__RECORDS SHOWN__:
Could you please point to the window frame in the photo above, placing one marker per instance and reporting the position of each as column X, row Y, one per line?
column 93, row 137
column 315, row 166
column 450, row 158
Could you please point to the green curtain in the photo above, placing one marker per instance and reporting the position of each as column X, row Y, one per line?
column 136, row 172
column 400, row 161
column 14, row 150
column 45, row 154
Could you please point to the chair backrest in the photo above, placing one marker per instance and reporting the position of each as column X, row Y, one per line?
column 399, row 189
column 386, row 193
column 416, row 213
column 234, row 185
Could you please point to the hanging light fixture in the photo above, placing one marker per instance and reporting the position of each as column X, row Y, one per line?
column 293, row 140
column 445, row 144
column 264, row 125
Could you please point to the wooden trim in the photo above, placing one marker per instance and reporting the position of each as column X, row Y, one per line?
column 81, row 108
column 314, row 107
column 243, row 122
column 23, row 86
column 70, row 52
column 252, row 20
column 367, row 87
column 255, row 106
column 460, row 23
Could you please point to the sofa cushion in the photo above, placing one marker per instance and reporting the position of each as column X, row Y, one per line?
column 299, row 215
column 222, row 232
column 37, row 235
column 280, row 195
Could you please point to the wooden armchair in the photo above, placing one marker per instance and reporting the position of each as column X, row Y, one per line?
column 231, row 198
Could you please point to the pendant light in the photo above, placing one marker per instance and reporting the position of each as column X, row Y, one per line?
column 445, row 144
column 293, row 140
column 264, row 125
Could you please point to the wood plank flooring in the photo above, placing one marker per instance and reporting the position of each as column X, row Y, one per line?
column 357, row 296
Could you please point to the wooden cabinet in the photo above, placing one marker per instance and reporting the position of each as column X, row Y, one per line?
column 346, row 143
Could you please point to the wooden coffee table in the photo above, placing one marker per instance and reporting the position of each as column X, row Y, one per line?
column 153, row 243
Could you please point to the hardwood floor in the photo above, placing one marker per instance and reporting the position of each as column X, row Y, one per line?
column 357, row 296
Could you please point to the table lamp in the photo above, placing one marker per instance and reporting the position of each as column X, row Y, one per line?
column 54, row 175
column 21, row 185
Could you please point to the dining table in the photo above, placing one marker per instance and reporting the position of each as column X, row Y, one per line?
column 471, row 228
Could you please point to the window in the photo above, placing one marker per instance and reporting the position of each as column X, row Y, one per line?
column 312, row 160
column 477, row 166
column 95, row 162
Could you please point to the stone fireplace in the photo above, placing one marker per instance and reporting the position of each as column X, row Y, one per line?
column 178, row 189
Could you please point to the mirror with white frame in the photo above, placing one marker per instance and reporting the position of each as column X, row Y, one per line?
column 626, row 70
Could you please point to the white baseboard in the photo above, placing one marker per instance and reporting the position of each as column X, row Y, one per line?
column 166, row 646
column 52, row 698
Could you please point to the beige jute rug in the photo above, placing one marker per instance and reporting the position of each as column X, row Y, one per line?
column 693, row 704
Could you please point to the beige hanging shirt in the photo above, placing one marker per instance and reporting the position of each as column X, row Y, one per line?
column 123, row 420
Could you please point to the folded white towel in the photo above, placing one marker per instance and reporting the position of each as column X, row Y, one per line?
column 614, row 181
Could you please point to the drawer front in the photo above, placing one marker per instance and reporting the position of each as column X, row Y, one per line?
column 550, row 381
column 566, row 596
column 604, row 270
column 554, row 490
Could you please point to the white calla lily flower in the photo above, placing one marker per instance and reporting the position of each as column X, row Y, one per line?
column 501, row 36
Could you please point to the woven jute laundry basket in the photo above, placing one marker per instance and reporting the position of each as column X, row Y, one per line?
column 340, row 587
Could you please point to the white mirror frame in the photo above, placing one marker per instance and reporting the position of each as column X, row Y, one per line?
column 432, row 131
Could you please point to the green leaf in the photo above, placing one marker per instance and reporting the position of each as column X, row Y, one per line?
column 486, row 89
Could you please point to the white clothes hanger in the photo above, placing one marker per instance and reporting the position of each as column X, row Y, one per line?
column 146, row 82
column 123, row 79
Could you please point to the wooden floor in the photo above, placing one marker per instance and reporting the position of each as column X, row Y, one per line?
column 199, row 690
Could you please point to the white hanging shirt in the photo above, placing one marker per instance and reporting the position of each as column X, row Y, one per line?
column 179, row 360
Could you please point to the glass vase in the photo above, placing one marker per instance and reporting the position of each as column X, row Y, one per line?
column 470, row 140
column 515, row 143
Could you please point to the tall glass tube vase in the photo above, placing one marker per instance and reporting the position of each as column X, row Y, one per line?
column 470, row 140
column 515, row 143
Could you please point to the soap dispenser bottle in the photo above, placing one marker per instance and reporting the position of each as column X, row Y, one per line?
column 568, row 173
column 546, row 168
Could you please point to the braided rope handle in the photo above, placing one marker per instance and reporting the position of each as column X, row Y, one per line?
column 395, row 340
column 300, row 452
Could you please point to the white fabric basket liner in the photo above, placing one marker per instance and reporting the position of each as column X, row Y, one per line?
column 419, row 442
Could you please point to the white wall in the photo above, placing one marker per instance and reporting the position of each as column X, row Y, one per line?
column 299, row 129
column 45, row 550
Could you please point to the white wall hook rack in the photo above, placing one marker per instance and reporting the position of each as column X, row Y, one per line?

__TASK GOAL__:
Every record must be set down again exactly.

__SOLVED EXERCISE__:
Could you please point to the window frame in the photo above, placing one marker per instance and reporting the position of each as column X, row Y, one per line?
column 93, row 137
column 315, row 166
column 450, row 158
Could you please point to the green curtain in the photo above, placing one marker per instance and reporting the position of each as column X, row Y, one per line?
column 136, row 172
column 400, row 161
column 14, row 150
column 45, row 154
Could you please point to the chair backrest in the photo above, placing one marker per instance and reporting the position of each as column X, row Y, one per line?
column 399, row 189
column 386, row 193
column 416, row 213
column 234, row 185
Could you please point to the hanging light fixture in the photo above, placing one marker per instance and reporting the position of each as column X, row Y, one per line?
column 293, row 140
column 445, row 144
column 264, row 125
Could you please point to the wooden trim in the photo above, placing one marker per instance and reporting the position of each as column X, row Y, one per line?
column 81, row 108
column 314, row 107
column 243, row 122
column 23, row 86
column 70, row 52
column 252, row 20
column 367, row 87
column 255, row 106
column 460, row 23
Could you please point to the sofa cushion in the photo above, placing one marker per instance and reporting the position of each as column X, row Y, one per line?
column 299, row 215
column 222, row 232
column 37, row 235
column 280, row 195
Could you please point to the wooden armchair in the photo above, placing one marker per instance and reporting the position of each as column X, row Y, one per line?
column 231, row 198
Could you please point to the pendant light in the photo above, placing one marker per instance and reporting the position of each as column X, row Y, one per line?
column 445, row 144
column 293, row 140
column 264, row 125
Could you please point to the wood plank flooring in the photo above, placing one marker per instance and reporting the position of each as column X, row Y, one per line?
column 357, row 296
Could you please point to the wooden cabinet in the photo above, placing one marker per instance and reporting the position of each as column X, row Y, one per line?
column 346, row 143
Could you please point to the wooden coffee table in the photo above, placing one marker per instance and reporting the position of each as column X, row Y, one per line?
column 153, row 243
Could you please point to the hardwood floor in the photo above, placing one marker per instance and reporting the position of each as column X, row Y, one per line?
column 357, row 296
Could you please point to the table lamp in the photo above, placing one marker per instance and reporting the position of each as column X, row Y, one per line?
column 54, row 175
column 21, row 185
Could you please point to the dining table in the photo above, placing one marker per instance and reporting the position of each as column X, row Y, one per line?
column 471, row 228
Could you please point to the window in the photo above, placing one marker per instance and reporting the position of each as column X, row Y, one per line?
column 312, row 160
column 477, row 166
column 95, row 162
Could you please point to the stone fireplace in the photo above, placing one marker per instance and reporting the position of each as column X, row Y, one per line?
column 178, row 189
Could you please point to the mirror with white frame in the photo above, placing one marker per instance and reporting the position of each as column X, row Y, one per line?
column 626, row 70
Could you please point to the white baseboard in the photo above, placing one marker per instance and reporting the position of each as column X, row Y, one per line?
column 166, row 646
column 52, row 698
Could you please point to the beige jute rug in the photo above, placing one marker per instance and reporting the position of each as column X, row Y, one per line?
column 693, row 704
Could you please point to the beige hanging shirt in the photo above, placing one marker per instance and reporting the position of each as column X, row Y, one per line?
column 123, row 420
Could you please point to the folded white towel in the photo above, placing one marker per instance and reporting the position of each as column X, row Y, one per line?
column 614, row 181
Could you please point to the drawer front in the photo above, placing one marker per instance and reporting the position of each as column X, row Y, one per line?
column 550, row 381
column 566, row 596
column 604, row 270
column 554, row 490
Could you please point to the white calla lily flower in the photo above, placing one marker per instance and reporting the position of each as column X, row Y, one per line?
column 501, row 36
Could you please point to the woven jute laundry basket in the photo above, placing one marker per instance and reporting the position of each as column X, row Y, one per line?
column 340, row 587
Could you please point to the white mirror frame in the photo above, placing one marker per instance and reporting the position of each as column X, row Y, one per line?
column 432, row 131
Could you please point to the green leaf in the photo above, placing one marker per instance and reporting the position of each as column X, row Y, one per line?
column 486, row 89
Could you please point to the white clothes hanger in the photo above, placing one marker per instance and reporting the position of each as column X, row Y, one per line?
column 146, row 82
column 123, row 79
Could you please point to the wooden floor in the photo above, placing one marker per instance and reporting the position of each as column X, row Y, one per line?
column 199, row 690
Could you please point to the white hanging shirt in the photo above, placing one marker per instance and reporting the position of each as column X, row Y, one per line?
column 179, row 360
Could you please point to the glass vase in the photo above, placing one marker per instance and reporting the position of each as column X, row Y, one per line?
column 470, row 140
column 515, row 143
Could you please point to the tall glass tube vase in the photo above, placing one marker per instance and reporting the position of each as column X, row Y, one per line?
column 470, row 140
column 515, row 143
Could you please point to the soap dispenser bottle in the photo above, placing one marker per instance and reporting the position of each as column X, row Y, one per line?
column 568, row 173
column 546, row 168
Could you please point to the braided rope handle in the photo above, placing one marker per instance and reporting the position of each as column X, row Y, one per line?
column 395, row 340
column 300, row 452
Could you please point to the white fabric basket liner in the photo above, placing one marker per instance and reporting the position of each as column X, row Y, one per line?
column 419, row 442
Could you please point to the white wall in the photo above, placing one marker per instance and reporting the position of each as column X, row Y, one per line?
column 299, row 129
column 45, row 550
Could you please point to the white wall hook rack in the photo above, placing one marker per instance and reporting the position of each as column X, row Y, one per line?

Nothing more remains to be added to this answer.